(Text segment)
That’s a cute, cuddly sounding acronym for something that’s got a far more ominous — and accurate — full name.

Pandas stands for Pediatric Autoimmune Neuropsychiatric Disorders associated with Streptococcal infections.

It’s a nasty disorder that manifests itself as an abrupt change in behavior in children, who can go from being regular, cute, sometimes-annoying-but-more-often-endearing small people to terrified, anxious, hostile strangers.

For years, doctors have known that the strep virus can manifest itself later as rheumatic fever and Sydenham chorea, a neurological disease that causes rapid involuntary movement.

Remember Beth, the saintly sister in Louisa May Alcott’s “Little Women”? Beth nursed a poor, sick family, caught scarlet fever — a form of strep — only sort of got better, faded, and then years later she died, of rheumatic fever. Classic.

As Dr. Sandra Gold of Englewood and others have come to learn, strep also can turn into Pandas. It’s a form of encephalitis.

There are cells — th 17 cells, Dr. Gold said — “that bond to the olfactory nerve, and travel up to the blood-brain barrier, and alert the barrier to open. And it does open. We don’t know why the th 17 cell has the ability to go through that barrier, but it does.”

Once that happens, she said, the child’s behavior changes. “Once the infection goes into the brain, it can become OCD” — obsessive compulsive disorder — “anxiety, hostility, anorexia, insomnia. The presenting symptoms can be very varied, but the main thing is that they come suddenly.

“If you have a kid who, say, has insomnia from birth and it just gets worse, that’s not Pandas. The abrupt onset is the key.”

Dr. Gold speaks from personal experience. “My grandson, Max, got in a van to go to camp with his best friend, happy as can be. And they arrived 20 minutes later and he couldn’t get out of the car.

“This isn’t just a story about Max, though,”’ she said.

(Required actions)
(1) Revise the passage on Pandas from "Once that happens, she" up to and including "they come suddenly.", replacing "hostility" with "aggression".
(2) According to the passage on Pandas, what is the key feature that distinguishes Pandas from a symptom a child has had since birth?
The material that follows has no connection to the passage on Pandas.

(Material provided)
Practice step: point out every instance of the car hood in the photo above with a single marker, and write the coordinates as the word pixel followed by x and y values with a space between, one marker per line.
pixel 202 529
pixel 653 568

(Answers for this exercise)
(1)
Once that happens, she said, the child’s behavior changes. “Once the infection goes into the brain, it can become OCD” — obsessive compulsive disorder — “anxiety, aggression, anorexia, insomnia. The presenting symptoms can be very varied, but the main thing is that they come suddenly.

(2) The abrupt onset of the symptoms.